TEXT SEGMENT –
━━━━━━━━━━━━━━━━━━━━━━━━━━━━━━
Then it was the 6th of June. The big day for the band, but also a big day for Stuart, and the Province of Durham. The day started with a service at Ranville Crossroads at a memorial for the Paratroopers who liberated Ranville. This was followed by a march, taking the dignitaries, veterans and the public to the church for a service. After a short break, the band then marched into Ranville War Cemetery to provide the music for the Service of Remembrance. Ranville War Cemetery contains many of the men of the 6th Airborne Division, who fell on D-Day and subsequent actions in the area. During this Service of Remembrance, which was fully supported by a large number of soldiers and officers from the Parachute Regiment on parade, as well as many veterans of D-Day, Stuart was called upon to perform the Last Post and Reveille for the Act of Remembrance. For Stuart, this was an honour and privilege to perform there and for such a special occasion.
From Ranville there was a rush back to Benouville, to form up to march to the memorial on the banks of the Caen Canal, yards from Pegasus Bridge, where those gliders landed 79 years before, where Major Howard and his men pressed forward and the first Allied Casualties of D-Day fell, where the liberation of Occupied Europe began, not on a beach, but at a bridge at 00:16 on the morning of the 6th of June. It was at this memorial at the Service of Remembrance, that Stuart, on behalf of the Provincial Grand Lodge of Durham and the Provincial Grand Master, John Paul Thompson, laid a wreath. From there it was a march to the 7th (Light infantry) Battalion, Parachute Regiment Memorial and service there. There was one performance left, a Sunset Service.
For Stuart, it has been an honour to perform at the events. In total Stuart performed at 7 services, including Last Post at Ranville War Cemetery and Brucourt Cemetery, 6 parades and 2 concerts in 2 ½ days. Stuart has been invited back to join the Massed Bands of the Pegasus Memorial in both Ypres in October and in Normandy for the 80th Anniversary in June 2024.
The Provincial Grand Master’s wreath read:
“When you go home
Tell them of us and say
For your tomorrow
We gave our today
Always in our thoughts – Durham Freemasons.”
━━━━━━━━━━━━━━━━━━━━━━━━━━━━━━
(Items from a data source)
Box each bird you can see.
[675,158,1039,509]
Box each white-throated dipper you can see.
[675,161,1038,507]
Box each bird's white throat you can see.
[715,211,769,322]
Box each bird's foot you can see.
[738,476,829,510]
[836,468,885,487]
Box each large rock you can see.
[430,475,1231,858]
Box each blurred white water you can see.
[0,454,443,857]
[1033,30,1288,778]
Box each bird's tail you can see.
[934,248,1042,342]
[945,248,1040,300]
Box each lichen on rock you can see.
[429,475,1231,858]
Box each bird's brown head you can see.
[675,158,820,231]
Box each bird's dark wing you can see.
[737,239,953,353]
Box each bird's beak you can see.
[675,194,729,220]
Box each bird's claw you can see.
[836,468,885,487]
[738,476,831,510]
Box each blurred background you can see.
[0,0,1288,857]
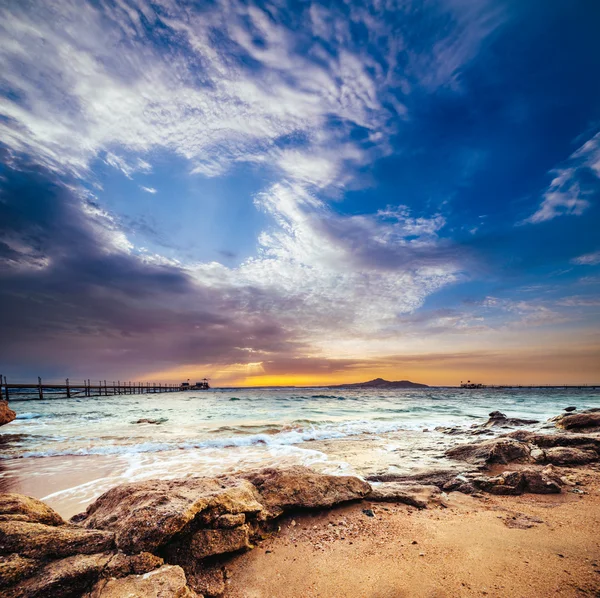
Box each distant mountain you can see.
[328,378,429,388]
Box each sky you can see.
[0,0,600,386]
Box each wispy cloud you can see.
[519,133,600,224]
[571,250,600,266]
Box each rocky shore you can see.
[0,410,600,598]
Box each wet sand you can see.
[0,431,470,519]
[224,468,600,598]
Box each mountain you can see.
[328,378,429,388]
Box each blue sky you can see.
[0,0,600,384]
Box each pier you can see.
[0,375,198,401]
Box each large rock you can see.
[544,446,598,465]
[0,493,66,525]
[366,482,442,509]
[244,466,371,515]
[0,401,17,426]
[2,554,112,598]
[189,525,250,559]
[483,411,539,428]
[84,565,202,598]
[504,430,600,450]
[0,554,44,590]
[102,552,165,577]
[82,478,262,553]
[555,409,600,432]
[0,521,114,559]
[366,467,468,489]
[444,468,561,496]
[446,438,531,465]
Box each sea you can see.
[0,388,600,517]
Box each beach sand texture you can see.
[224,471,600,598]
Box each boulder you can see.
[444,468,562,495]
[0,401,17,426]
[544,446,598,465]
[502,430,600,451]
[0,521,114,559]
[366,482,442,509]
[84,565,201,598]
[483,411,539,428]
[243,466,371,515]
[0,492,66,525]
[188,525,251,559]
[2,552,111,598]
[366,468,468,489]
[80,478,262,553]
[521,469,562,494]
[171,557,225,597]
[0,554,43,590]
[446,438,531,465]
[102,552,164,578]
[555,409,600,432]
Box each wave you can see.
[0,421,460,459]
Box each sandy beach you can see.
[224,468,600,598]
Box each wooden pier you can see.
[0,375,195,401]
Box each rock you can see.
[2,552,111,598]
[82,478,262,553]
[521,469,562,494]
[212,513,246,529]
[0,554,43,589]
[444,468,561,496]
[442,475,477,494]
[179,560,225,596]
[367,468,475,489]
[446,438,531,465]
[555,409,600,432]
[366,482,441,509]
[483,411,539,428]
[243,466,371,513]
[102,552,164,578]
[501,430,600,450]
[544,446,599,465]
[504,513,544,529]
[0,401,17,426]
[188,525,250,559]
[472,471,525,496]
[84,565,201,598]
[0,492,66,525]
[0,521,114,559]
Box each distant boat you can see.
[460,380,487,388]
[181,378,210,390]
[194,378,210,390]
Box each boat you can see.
[460,380,487,389]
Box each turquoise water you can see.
[0,388,600,509]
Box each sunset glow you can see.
[0,0,600,386]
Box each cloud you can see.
[0,0,503,187]
[0,0,516,380]
[571,251,600,266]
[519,133,600,224]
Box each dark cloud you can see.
[0,158,296,377]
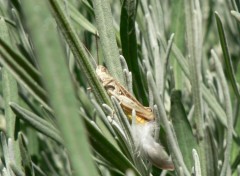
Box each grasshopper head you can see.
[96,65,112,83]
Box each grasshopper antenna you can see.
[83,38,98,68]
[95,33,99,65]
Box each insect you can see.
[96,65,174,170]
[96,65,154,124]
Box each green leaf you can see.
[93,0,124,85]
[172,44,227,127]
[0,38,50,109]
[215,12,240,101]
[85,116,140,176]
[22,0,97,175]
[68,3,98,35]
[10,102,64,144]
[170,90,198,170]
[120,0,147,104]
[46,0,111,105]
[0,17,21,168]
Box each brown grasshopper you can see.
[96,65,154,124]
[96,65,174,170]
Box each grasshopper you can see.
[96,65,174,170]
[96,65,154,124]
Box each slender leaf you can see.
[10,102,63,144]
[46,0,111,105]
[170,90,198,170]
[20,0,97,175]
[93,0,124,85]
[215,12,240,101]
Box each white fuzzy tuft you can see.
[132,122,174,170]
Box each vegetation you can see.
[0,0,240,176]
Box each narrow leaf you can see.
[215,12,240,101]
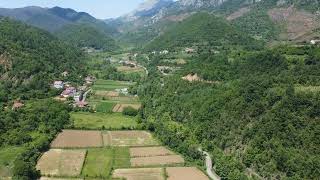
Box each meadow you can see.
[70,112,137,129]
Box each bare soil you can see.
[112,168,165,180]
[112,104,141,112]
[51,130,102,148]
[103,131,158,147]
[166,167,209,180]
[130,155,184,167]
[36,149,86,176]
[130,146,175,157]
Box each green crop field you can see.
[71,112,137,129]
[92,79,132,91]
[82,148,114,177]
[96,101,116,113]
[82,147,130,178]
[0,146,23,179]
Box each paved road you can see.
[199,148,221,180]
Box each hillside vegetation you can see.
[0,18,86,102]
[140,47,320,179]
[55,24,118,51]
[146,13,259,50]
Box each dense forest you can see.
[0,18,86,102]
[55,24,119,51]
[139,46,320,179]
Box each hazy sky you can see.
[0,0,144,19]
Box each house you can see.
[61,87,77,98]
[160,50,169,54]
[310,39,320,45]
[12,101,24,110]
[184,48,196,54]
[74,101,88,108]
[61,71,69,77]
[84,76,96,84]
[73,92,82,102]
[53,81,64,89]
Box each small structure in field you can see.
[184,48,196,54]
[12,101,24,110]
[61,87,77,98]
[160,50,169,55]
[74,101,88,108]
[84,76,96,84]
[53,81,64,89]
[61,71,69,77]
[310,39,320,45]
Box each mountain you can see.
[0,18,86,101]
[54,24,118,51]
[146,13,258,51]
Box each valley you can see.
[0,0,320,180]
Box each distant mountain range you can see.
[0,6,117,50]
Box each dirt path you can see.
[198,148,221,180]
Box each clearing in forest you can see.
[36,149,86,176]
[130,155,184,167]
[51,130,102,148]
[130,146,175,157]
[71,112,137,130]
[166,167,209,180]
[103,131,159,147]
[112,104,141,112]
[113,168,165,180]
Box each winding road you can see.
[198,148,221,180]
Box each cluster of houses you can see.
[53,76,95,108]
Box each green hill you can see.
[0,18,85,100]
[146,13,259,51]
[55,24,117,50]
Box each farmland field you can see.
[51,130,102,148]
[166,167,209,180]
[112,103,141,112]
[130,146,175,157]
[71,112,137,129]
[112,168,165,180]
[130,155,184,167]
[103,131,159,147]
[0,146,23,179]
[37,149,86,177]
[82,148,113,177]
[92,79,133,91]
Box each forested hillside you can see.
[140,46,320,179]
[0,18,86,102]
[55,24,118,51]
[146,13,261,51]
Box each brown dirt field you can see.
[36,149,86,176]
[117,66,143,72]
[166,167,209,180]
[95,91,119,97]
[51,130,102,148]
[227,7,250,21]
[103,131,159,147]
[112,168,164,180]
[112,104,141,112]
[130,146,175,157]
[130,155,184,167]
[40,177,83,180]
[268,6,320,40]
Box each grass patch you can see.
[96,102,116,113]
[82,147,130,179]
[113,147,130,168]
[0,146,24,179]
[71,112,137,129]
[82,148,114,177]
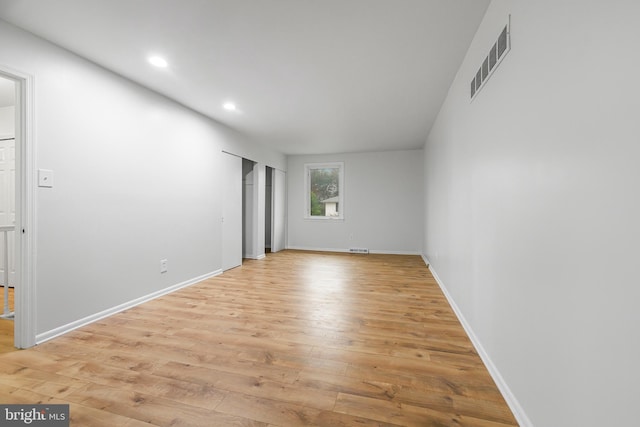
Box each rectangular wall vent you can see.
[471,15,511,99]
[349,248,369,254]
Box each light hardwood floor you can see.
[0,251,516,426]
[0,286,16,354]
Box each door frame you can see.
[0,64,36,348]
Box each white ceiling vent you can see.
[471,15,511,99]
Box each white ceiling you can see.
[0,0,490,154]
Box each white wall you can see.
[287,150,423,254]
[0,107,16,138]
[0,21,286,342]
[424,0,640,427]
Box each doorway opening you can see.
[0,66,36,350]
[0,75,16,353]
[264,166,273,254]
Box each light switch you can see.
[38,169,53,188]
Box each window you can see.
[304,162,344,219]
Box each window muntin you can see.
[305,162,344,219]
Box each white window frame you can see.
[304,162,344,221]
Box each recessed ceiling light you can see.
[149,56,169,68]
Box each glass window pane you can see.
[309,168,340,216]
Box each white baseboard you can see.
[36,270,222,344]
[422,260,534,427]
[287,246,420,255]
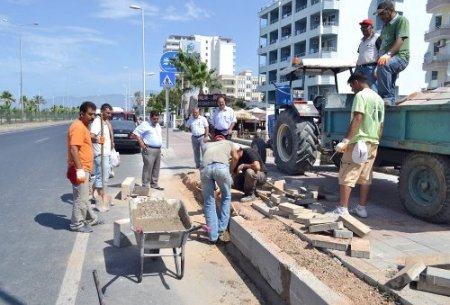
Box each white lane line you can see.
[34,137,50,144]
[55,233,89,305]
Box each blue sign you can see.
[159,51,178,72]
[159,72,175,88]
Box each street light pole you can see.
[130,4,146,121]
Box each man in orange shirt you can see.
[67,102,103,233]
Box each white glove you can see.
[77,168,86,183]
[336,139,350,153]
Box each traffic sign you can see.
[159,72,175,88]
[159,51,178,72]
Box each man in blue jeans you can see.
[200,135,239,244]
[375,0,409,106]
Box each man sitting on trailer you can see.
[333,73,384,218]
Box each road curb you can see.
[230,216,352,305]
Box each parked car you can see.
[111,120,140,152]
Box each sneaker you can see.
[239,193,256,202]
[71,224,94,233]
[331,207,349,215]
[350,204,367,218]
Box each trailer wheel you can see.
[250,137,267,163]
[398,153,450,223]
[273,109,319,175]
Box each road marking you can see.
[55,233,89,305]
[34,137,50,144]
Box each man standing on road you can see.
[200,135,239,243]
[186,107,209,168]
[212,95,237,140]
[67,102,103,233]
[133,110,164,191]
[90,103,114,198]
[375,1,409,106]
[355,19,381,92]
[233,144,267,202]
[333,73,384,218]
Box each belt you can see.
[192,134,205,138]
[357,62,377,67]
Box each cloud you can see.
[162,1,211,21]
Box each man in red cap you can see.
[374,1,409,106]
[355,19,381,92]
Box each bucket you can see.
[275,85,291,106]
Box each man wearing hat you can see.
[333,73,384,218]
[355,19,381,92]
[374,1,409,106]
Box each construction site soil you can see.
[182,172,400,305]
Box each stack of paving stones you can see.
[252,179,370,258]
[386,254,450,296]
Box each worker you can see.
[233,143,267,202]
[375,1,409,106]
[333,73,384,218]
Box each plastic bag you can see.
[110,149,120,167]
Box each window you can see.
[431,71,438,80]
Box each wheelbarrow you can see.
[129,196,202,283]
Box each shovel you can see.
[95,117,112,212]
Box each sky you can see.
[0,0,269,104]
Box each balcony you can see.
[424,25,450,42]
[427,0,450,14]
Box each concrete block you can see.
[339,215,370,237]
[113,218,134,248]
[333,228,353,239]
[425,267,450,290]
[350,238,370,258]
[308,221,344,233]
[386,262,426,289]
[278,202,305,214]
[120,177,136,200]
[417,274,450,296]
[311,235,349,251]
[307,214,339,226]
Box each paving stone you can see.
[350,238,370,258]
[339,215,371,237]
[425,267,450,289]
[386,262,426,289]
[308,218,344,233]
[120,177,136,200]
[310,235,349,251]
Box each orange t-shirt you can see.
[67,120,94,172]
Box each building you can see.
[258,0,428,103]
[219,70,265,101]
[163,35,236,75]
[423,0,450,89]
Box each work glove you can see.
[377,54,391,66]
[77,168,86,183]
[336,139,350,153]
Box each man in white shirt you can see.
[133,110,164,191]
[90,103,113,198]
[187,107,209,168]
[212,95,237,140]
[355,19,381,92]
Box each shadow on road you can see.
[34,213,70,231]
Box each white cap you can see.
[352,140,368,164]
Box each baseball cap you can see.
[359,18,373,26]
[352,140,367,164]
[373,0,394,15]
[214,134,225,142]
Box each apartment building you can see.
[423,0,450,89]
[258,0,428,103]
[163,35,236,75]
[219,70,265,102]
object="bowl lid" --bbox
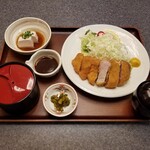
[0,63,35,104]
━━━━━━━━━━━━━━━━━━━━━━━━━━━━━━
WRITTEN TASK –
Translate this sentence from the account of the D-Day commemorations into Spanish: "Ranville War Cemetery contains many of the men of the 6th Airborne Division, who fell on D-Day and subsequent actions in the area."

REPLY TO THE EXERCISE –
El Cementerio de Guerra de Ranville alberga a muchos de los hombres de la 6.ª División Aerotransportada, que cayeron el Día D y en acciones posteriores en la zona.